• **What the task asks**
Swap every occurrence of "For the benchmark" in the items below for "For the evaluation", and leave everything else unchanged.

• **The input**
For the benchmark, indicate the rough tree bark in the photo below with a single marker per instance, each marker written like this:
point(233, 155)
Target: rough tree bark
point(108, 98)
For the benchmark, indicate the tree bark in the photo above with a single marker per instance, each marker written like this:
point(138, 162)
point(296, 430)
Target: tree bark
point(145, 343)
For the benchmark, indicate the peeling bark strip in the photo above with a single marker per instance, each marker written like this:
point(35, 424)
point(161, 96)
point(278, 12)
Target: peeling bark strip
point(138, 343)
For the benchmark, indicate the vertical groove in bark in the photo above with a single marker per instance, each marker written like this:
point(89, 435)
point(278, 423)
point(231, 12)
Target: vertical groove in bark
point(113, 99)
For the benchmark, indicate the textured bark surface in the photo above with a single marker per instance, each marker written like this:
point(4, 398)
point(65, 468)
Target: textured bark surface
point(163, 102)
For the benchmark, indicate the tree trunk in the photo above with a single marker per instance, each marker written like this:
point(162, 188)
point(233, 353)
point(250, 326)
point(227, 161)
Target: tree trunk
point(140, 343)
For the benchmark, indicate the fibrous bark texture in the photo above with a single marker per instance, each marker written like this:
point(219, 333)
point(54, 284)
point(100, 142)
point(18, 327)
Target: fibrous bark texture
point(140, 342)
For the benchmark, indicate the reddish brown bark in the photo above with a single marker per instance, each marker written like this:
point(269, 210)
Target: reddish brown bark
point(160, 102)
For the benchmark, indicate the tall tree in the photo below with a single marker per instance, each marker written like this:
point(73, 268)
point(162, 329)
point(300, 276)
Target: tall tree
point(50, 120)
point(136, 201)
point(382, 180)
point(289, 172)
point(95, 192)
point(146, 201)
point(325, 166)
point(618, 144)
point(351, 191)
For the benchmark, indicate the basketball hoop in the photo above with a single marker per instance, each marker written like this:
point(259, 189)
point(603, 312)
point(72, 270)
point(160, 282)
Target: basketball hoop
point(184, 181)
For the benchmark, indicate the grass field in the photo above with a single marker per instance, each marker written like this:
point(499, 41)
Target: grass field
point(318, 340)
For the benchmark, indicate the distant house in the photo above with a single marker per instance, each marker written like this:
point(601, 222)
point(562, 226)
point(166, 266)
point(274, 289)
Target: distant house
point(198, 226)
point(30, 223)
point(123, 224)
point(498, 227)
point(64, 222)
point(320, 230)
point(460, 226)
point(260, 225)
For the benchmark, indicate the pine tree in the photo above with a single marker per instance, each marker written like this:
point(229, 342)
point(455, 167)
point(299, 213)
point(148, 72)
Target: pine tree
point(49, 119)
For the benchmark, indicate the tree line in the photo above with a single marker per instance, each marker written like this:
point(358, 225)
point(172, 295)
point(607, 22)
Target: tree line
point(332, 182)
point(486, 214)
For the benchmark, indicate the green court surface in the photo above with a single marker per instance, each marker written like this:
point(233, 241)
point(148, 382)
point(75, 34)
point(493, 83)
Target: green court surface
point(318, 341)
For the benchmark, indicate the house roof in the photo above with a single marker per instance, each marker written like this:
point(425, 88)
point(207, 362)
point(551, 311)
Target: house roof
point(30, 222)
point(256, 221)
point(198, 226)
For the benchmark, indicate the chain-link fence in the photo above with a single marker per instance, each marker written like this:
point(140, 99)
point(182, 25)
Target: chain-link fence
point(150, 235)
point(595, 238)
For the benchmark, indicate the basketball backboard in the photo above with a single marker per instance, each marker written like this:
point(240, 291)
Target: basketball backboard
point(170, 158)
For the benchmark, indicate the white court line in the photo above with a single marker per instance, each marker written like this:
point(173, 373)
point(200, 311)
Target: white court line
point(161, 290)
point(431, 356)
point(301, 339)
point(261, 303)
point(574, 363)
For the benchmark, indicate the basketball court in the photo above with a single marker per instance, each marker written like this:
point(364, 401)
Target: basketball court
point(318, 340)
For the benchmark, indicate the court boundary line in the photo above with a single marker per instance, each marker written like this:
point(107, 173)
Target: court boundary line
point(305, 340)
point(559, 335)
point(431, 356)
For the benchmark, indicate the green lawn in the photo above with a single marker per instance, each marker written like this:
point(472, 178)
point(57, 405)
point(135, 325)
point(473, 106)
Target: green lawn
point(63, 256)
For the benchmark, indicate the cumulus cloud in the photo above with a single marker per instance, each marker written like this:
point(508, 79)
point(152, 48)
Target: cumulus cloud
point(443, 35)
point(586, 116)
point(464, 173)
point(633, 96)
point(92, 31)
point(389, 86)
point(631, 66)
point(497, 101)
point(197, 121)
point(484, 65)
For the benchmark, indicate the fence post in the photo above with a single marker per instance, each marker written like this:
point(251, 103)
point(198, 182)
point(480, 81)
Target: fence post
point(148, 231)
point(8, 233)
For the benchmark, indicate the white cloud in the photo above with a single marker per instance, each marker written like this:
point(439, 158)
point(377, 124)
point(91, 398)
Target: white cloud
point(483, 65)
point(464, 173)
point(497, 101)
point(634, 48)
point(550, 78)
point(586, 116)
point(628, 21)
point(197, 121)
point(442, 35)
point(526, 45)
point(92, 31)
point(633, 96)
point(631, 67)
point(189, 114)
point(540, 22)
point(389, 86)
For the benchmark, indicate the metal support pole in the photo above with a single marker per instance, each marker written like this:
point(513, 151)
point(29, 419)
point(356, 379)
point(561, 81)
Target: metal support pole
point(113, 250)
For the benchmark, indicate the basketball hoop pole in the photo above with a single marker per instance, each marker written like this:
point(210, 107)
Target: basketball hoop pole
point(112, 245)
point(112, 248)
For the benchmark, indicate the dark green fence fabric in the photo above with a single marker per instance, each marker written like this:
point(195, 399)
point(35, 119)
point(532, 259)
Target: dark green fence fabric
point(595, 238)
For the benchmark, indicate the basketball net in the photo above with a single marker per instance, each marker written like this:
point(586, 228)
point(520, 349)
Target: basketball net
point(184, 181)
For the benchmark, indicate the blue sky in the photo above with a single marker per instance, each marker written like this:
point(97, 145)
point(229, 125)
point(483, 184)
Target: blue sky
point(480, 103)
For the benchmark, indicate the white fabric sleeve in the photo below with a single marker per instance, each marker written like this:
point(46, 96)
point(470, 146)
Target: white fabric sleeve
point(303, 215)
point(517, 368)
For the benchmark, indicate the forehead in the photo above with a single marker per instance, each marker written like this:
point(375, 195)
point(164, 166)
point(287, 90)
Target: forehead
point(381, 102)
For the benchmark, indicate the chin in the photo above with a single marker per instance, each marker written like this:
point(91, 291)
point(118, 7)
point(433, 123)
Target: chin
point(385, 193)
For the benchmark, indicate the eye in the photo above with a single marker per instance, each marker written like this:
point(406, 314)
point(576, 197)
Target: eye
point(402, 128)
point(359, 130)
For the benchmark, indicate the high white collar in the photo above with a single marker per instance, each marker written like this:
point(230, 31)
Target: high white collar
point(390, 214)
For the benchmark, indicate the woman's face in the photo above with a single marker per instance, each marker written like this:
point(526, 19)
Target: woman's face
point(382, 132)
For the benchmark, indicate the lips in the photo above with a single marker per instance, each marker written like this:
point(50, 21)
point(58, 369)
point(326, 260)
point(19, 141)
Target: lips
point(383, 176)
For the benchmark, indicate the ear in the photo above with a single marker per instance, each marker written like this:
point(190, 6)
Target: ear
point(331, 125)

• **Answer in full**
For the evaluation, indicate the rough tree bark in the photo below with a single marker per instance, each marker written like this:
point(233, 155)
Target: rough tree bark
point(108, 98)
For the evaluation, indicate the tree bark in the photo above with a single marker per instance, each marker written like this:
point(138, 162)
point(296, 430)
Target: tree bark
point(145, 343)
For the evaluation, indicate the peeling bark strip in the photo above with a single marker per instance, each marker written like this:
point(35, 424)
point(161, 96)
point(278, 12)
Target: peeling bark strip
point(138, 343)
For the evaluation, indicate the vertical groove in bark in the photo above with a single marker per instance, each marker written like this:
point(89, 435)
point(278, 423)
point(231, 12)
Target: vertical groove in bark
point(113, 99)
For the evaluation, indicate the textured bark surface in the photo above with a single marker per instance, each marker written like this:
point(4, 398)
point(65, 468)
Target: textured bark surface
point(163, 102)
For the evaluation, indicate the tree trunk in the photo above with a single marker per instance, each marker written like this:
point(162, 188)
point(233, 353)
point(250, 326)
point(227, 161)
Target: tree trunk
point(140, 343)
For the evaluation, indicate the fibrous bark texture in the photo above with a single marker per instance, each marker written like this:
point(219, 333)
point(54, 284)
point(100, 142)
point(18, 327)
Target: fibrous bark texture
point(140, 342)
For the evaluation, indicate the reddish brown bark in the photo above with a single marker per instance, each marker written like this:
point(269, 210)
Target: reddish brown bark
point(160, 102)
For the evaluation, indicate the tall tree in the photo below with a single marker per instance, each marker written like this:
point(73, 268)
point(162, 329)
point(300, 276)
Target: tall tree
point(50, 120)
point(136, 201)
point(382, 180)
point(289, 172)
point(95, 192)
point(146, 201)
point(325, 166)
point(618, 144)
point(351, 191)
For the evaluation, indicate the basketball hoop in the photo above with a single marker per instance, each marker written like this:
point(259, 189)
point(603, 312)
point(72, 270)
point(160, 282)
Target: basketball hoop
point(184, 181)
For the evaluation, indicate the grass field in the photo above with a single marker per instance, each marker written like this:
point(499, 41)
Target: grass field
point(318, 340)
For the evaluation, indicate the distant house in the photo above with a single marker per instance, each marker written like this:
point(601, 222)
point(562, 226)
point(166, 266)
point(274, 289)
Target: distant house
point(198, 226)
point(30, 223)
point(123, 224)
point(498, 227)
point(64, 222)
point(320, 230)
point(460, 226)
point(260, 225)
For the evaluation, indicate the pine tree in the photo above with a single marker per instance, each marker written like this:
point(229, 342)
point(455, 167)
point(299, 213)
point(148, 72)
Target: pine tree
point(49, 119)
For the evaluation, indicate the tree line in the photo above with a single marker per instance, each marker written like this:
point(358, 225)
point(172, 295)
point(607, 22)
Target: tree line
point(332, 182)
point(486, 214)
For the evaluation, indicate the green court surface in the photo above with a single marker per instance, each marker written like this:
point(233, 241)
point(148, 382)
point(75, 34)
point(493, 83)
Target: green court surface
point(318, 341)
For the evaluation, indicate the house roof in the photo above with a single marker per instance, each marker written like this:
point(425, 88)
point(207, 362)
point(551, 311)
Target: house roof
point(30, 222)
point(256, 221)
point(198, 226)
For the evaluation, indicate the chain-link fence in the photo above with a single marker per instance, each marker written like this:
point(140, 99)
point(182, 25)
Target: chain-link fence
point(150, 235)
point(595, 238)
For the evaluation, indicate the basketball backboard in the photo above with a single marker per instance, each marker written like this:
point(240, 291)
Target: basketball backboard
point(170, 158)
For the evaluation, indicate the white court line in the photo above with a single marker per instance, each marker written like this:
point(173, 373)
point(200, 311)
Target: white court line
point(161, 290)
point(431, 356)
point(301, 339)
point(261, 303)
point(574, 363)
For the evaluation, indicate the basketball court in the photo above with a single marker per instance, each marker written like this:
point(364, 401)
Target: basketball court
point(318, 340)
For the evaluation, indicate the court boundary line in the photo above with a single marker per instance, each marker written like this:
point(107, 173)
Target: court boundary line
point(305, 340)
point(559, 335)
point(431, 356)
For the evaluation, indicate the green lawn in the photo above with a single marker per instance, each marker written like this:
point(472, 178)
point(57, 405)
point(135, 325)
point(473, 106)
Target: green lawn
point(63, 256)
For the evaluation, indicate the cumulus cloud in the photo above with a single marker per instance, each marker written like this:
point(508, 79)
point(152, 48)
Target: cumulus cloud
point(443, 35)
point(586, 116)
point(464, 173)
point(633, 96)
point(92, 31)
point(389, 86)
point(631, 66)
point(497, 101)
point(197, 121)
point(484, 65)
For the evaluation, indicate the fence post in the photo above with a single marker per instance, each marker written like this:
point(251, 103)
point(198, 182)
point(480, 81)
Target: fence post
point(148, 231)
point(8, 233)
For the evaluation, indicate the white cloud in the photo above with a single marker per instance, each marker written like this:
point(439, 158)
point(377, 124)
point(91, 398)
Target: white cloud
point(483, 65)
point(464, 173)
point(497, 101)
point(634, 48)
point(550, 78)
point(586, 116)
point(628, 21)
point(197, 121)
point(442, 35)
point(526, 45)
point(92, 31)
point(633, 96)
point(631, 67)
point(189, 114)
point(540, 22)
point(389, 86)
For the evaluation, indicate the metal support pole in the photo above with a single marker per instance, each marker written like this:
point(513, 151)
point(29, 419)
point(356, 379)
point(561, 81)
Target: metal support pole
point(113, 250)
For the evaluation, indicate the basketball hoop pole in the photo above with a single marker per instance, each marker written like this:
point(210, 107)
Target: basketball hoop pole
point(112, 245)
point(112, 248)
For the evaluation, indicate the dark green fence fabric in the photo above with a single marker per instance, each marker written like this:
point(195, 399)
point(35, 119)
point(532, 259)
Target: dark green fence fabric
point(595, 238)
For the evaluation, indicate the basketball net in the photo above with a single marker per instance, each marker written like this:
point(586, 228)
point(520, 349)
Target: basketball net
point(184, 181)
For the evaluation, indicate the blue sky in the photo above with a single marker per instance, each marker written like this:
point(97, 145)
point(229, 125)
point(483, 184)
Target: blue sky
point(480, 103)
For the evaluation, indicate the white fabric sleeve in the photo below with a single marker per instance, each marker written like this:
point(46, 96)
point(470, 146)
Target: white fabric sleeve
point(303, 215)
point(517, 368)
For the evaluation, indicate the forehead in the photo above with a single marker per instance, each marker written like this:
point(375, 195)
point(164, 166)
point(287, 90)
Target: forehead
point(381, 102)
For the evaluation, indicate the chin in the photo above with a single marker per instance, each marker written like this:
point(91, 291)
point(118, 7)
point(433, 123)
Target: chin
point(385, 193)
For the evaluation, indicate the eye in the photo above with a single marker per instance, each marker written like this:
point(406, 314)
point(576, 197)
Target: eye
point(402, 128)
point(359, 130)
For the evaluation, indicate the high white collar in the photo above with a single marker per instance, each marker written like this:
point(230, 31)
Target: high white collar
point(390, 214)
For the evaluation, indicate the woman's face in the photo above with a single marker per instance, each marker written like this:
point(526, 19)
Target: woman's face
point(382, 132)
For the evaluation, indicate the lips in the photo above with a single marker per instance, each marker written like this:
point(50, 21)
point(58, 369)
point(326, 260)
point(19, 141)
Target: lips
point(383, 176)
For the evaluation, indicate the ear in the photo above with a single marker per instance, each marker written like this:
point(190, 6)
Target: ear
point(331, 125)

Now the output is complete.